## BEGIN Material
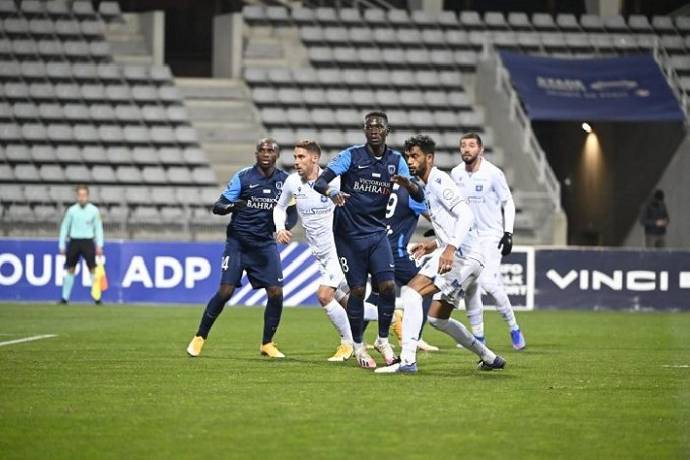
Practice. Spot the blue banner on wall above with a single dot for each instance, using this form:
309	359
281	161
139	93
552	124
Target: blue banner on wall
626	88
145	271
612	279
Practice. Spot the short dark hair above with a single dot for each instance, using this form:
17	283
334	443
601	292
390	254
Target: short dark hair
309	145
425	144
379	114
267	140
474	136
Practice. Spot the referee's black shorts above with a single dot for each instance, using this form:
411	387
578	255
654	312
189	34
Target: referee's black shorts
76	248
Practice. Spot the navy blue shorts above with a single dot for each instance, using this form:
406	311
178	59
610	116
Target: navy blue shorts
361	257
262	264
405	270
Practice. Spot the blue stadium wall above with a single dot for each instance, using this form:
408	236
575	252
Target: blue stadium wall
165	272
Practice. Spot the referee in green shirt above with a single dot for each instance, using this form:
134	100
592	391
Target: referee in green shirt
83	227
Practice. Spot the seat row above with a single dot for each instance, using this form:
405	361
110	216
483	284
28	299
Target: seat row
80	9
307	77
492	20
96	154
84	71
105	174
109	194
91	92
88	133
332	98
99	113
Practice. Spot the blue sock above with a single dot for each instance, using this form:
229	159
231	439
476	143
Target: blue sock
## END Material
## BEGIN Material
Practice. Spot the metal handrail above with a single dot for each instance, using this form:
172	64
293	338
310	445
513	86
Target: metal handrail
## END Material
## BEGIN Material
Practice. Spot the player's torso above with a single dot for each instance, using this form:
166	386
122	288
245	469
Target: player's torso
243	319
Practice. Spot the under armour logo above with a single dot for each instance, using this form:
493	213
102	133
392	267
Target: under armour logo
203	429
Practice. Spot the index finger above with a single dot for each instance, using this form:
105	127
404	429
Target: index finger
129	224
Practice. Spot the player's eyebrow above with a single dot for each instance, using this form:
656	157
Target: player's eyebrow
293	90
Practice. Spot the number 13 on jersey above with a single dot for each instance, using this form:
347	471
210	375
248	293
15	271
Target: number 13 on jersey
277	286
## END Material
▸ Written instruction:
Put the lines from the one with "Practice. Spot the blue banner" up to and including the one with "Target: blue sock" into a Markdown table with columns Row and Line, giving each line a row number and skipping blank lines.

▸ Solution:
| Row | Line |
|---|---|
| 1 | Practice. Spot the blue banner on wall above with a single dot for each instance, using this form: |
| 2 | 309	359 |
| 3 | 281	161 |
| 4 | 139	93 |
| 5 | 552	124 |
| 6 | Target: blue banner on wall |
| 7 | 626	88 |
| 8 | 145	271 |
| 9 | 612	279 |
| 10 | Practice. Spot the short dark hair above with a single dot for each instance, using this form: |
| 11 | 17	283 |
| 12 | 334	443 |
| 13 | 601	292 |
| 14 | 390	254 |
| 15 | Target: short dark hair |
| 16 | 309	145 |
| 17 | 425	144 |
| 18 | 379	114 |
| 19 | 267	140 |
| 20 | 474	136 |
| 21 | Practice. Spot the referee's black shorts above with a single dot for each instance, using this form: |
| 22 | 411	387 |
| 23 | 578	255 |
| 24 | 654	312 |
| 25 | 189	34 |
| 26 | Target: referee's black shorts |
| 27 | 76	248 |
| 28 | Practice. Spot the navy blue shorts above with a single dot for each instance, using this form: |
| 29 | 406	311 |
| 30 | 178	59 |
| 31 | 610	116 |
| 32 | Target: navy blue shorts |
| 33 | 361	257 |
| 34 | 262	264 |
| 35 | 405	270 |
| 36 | Practice. Spot the blue stadium wall above with a single dot for each instance, using this form: |
| 37 | 408	236 |
| 38 | 575	252 |
| 39 | Target: blue stadium wall |
| 40 | 165	272 |
| 41 | Practice. Spot the referee in green shirt above with a single dot for each instance, using this form: |
| 42 | 134	100 |
| 43 | 592	391 |
| 44 | Target: referee in green shirt |
| 45 | 83	227 |
| 46 | Practice. Spot the seat row above with a single dot for each instance, using this form: |
| 47 | 405	361 |
| 48 | 110	216 |
| 49 | 483	284 |
| 50 | 28	299 |
| 51 | Target: seat row |
| 52 | 80	9 |
| 53 | 307	77 |
| 54 | 492	20 |
| 55 | 96	154 |
| 56 | 84	71 |
| 57 | 105	174 |
| 58 | 109	194 |
| 59 | 91	92 |
| 60 | 88	133 |
| 61 | 332	98 |
| 62 | 99	113 |
| 63 | Practice. Spot the blue sock above with a single dot for each instance, using this form: |
| 64 | 229	159 |
| 65 | 231	439 |
| 66 | 476	143 |
| 67 | Target: blue sock |